====== Tekstfragment

Waarover men niet spreken kan.
Observatie van les ateliers C de la B, juli 2018
door Ellen Stynen
het leven ligt veel dieper dan verwacht
het ligt
als lakens weggeschoven onder een matras
verborgen onder vele lagen grond
is zeker weten dat het denken zich
zoals het water
zich daardoor
dus hoger boort en boven komt
daar waar ik zat te wachten en gulzig dronk
Eric De Volder
Ik hou van tekst. Ik kan me ertoe verhouden, ik kan hem ontcijferen, begrijpen, verbeteren, herhalen, uit het hoofd leren. Ik ontdek een verhaal, ik proef de woorden, ik leg verbanden, ik snap de referenties. Bij dans daarentegen heb ik meestal geen enkel houvast. Dans kan me wel hevig raken, heviger soms dan theater, maar vraag me niet om uit te leggen waarom of hoe. En toch zit ik hier nu.
Henry James said: ‘Painters have a great distrust of those who write about pictures.’ Flaubert said: ‘Explaining one artistic form by means of another is a monstrosity. You won’t find a single good painting in all the museums of the world which needs a commentary. The more text there is in the gallery guide, the worse the picture.’ Degas believed that ‘words are not necessary: you say humph, hé, ha, and everything has been said.’ Matisse said: ‘Artists should have their tongues cut out.’ (Julian Barnes)

============
====== Aangeleverde records

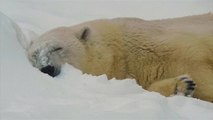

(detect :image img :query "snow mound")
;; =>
[0,0,213,120]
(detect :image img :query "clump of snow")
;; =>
[0,2,213,120]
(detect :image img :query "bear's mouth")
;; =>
[40,65,61,77]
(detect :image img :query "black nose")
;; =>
[41,65,57,77]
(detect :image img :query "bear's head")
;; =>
[27,21,124,77]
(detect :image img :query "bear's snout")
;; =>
[40,65,60,77]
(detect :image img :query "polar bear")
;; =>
[27,13,213,101]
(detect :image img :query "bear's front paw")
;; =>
[174,75,196,97]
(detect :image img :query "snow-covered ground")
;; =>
[0,0,213,120]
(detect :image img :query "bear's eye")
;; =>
[51,47,62,52]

============

> [Jouw opdracht]:
Citeer uit het tekstfragment hierboven woordelijk het stuk dat begint bij de woorden "Waarover men niet" en eindigt na "ik hier nu.".

> [Voltooide opdracht]:
Waarover men niet spreken kan.
Observatie van les ateliers C de la B, juli 2018
door Ellen Stynen
het leven ligt veel dieper dan verwacht
het ligt
als lakens weggeschoven onder een matras
verborgen onder vele lagen grond
is zeker weten dat het denken zich
zoals het water
zich daardoor
dus hoger boort en boven komt
daar waar ik zat te wachten en gulzig dronk
Eric De Volder
Ik hou van tekst. Ik kan me ertoe verhouden, ik kan hem ontcijferen, begrijpen, verbeteren, herhalen, uit het hoofd leren. Ik ontdek een verhaal, ik proef de woorden, ik leg verbanden, ik snap de referenties. Bij dans daarentegen heb ik meestal geen enkel houvast. Dans kan me wel hevig raken, heviger soms dan theater, maar vraag me niet om uit te leggen waarom of hoe. En toch zit ik hier nu.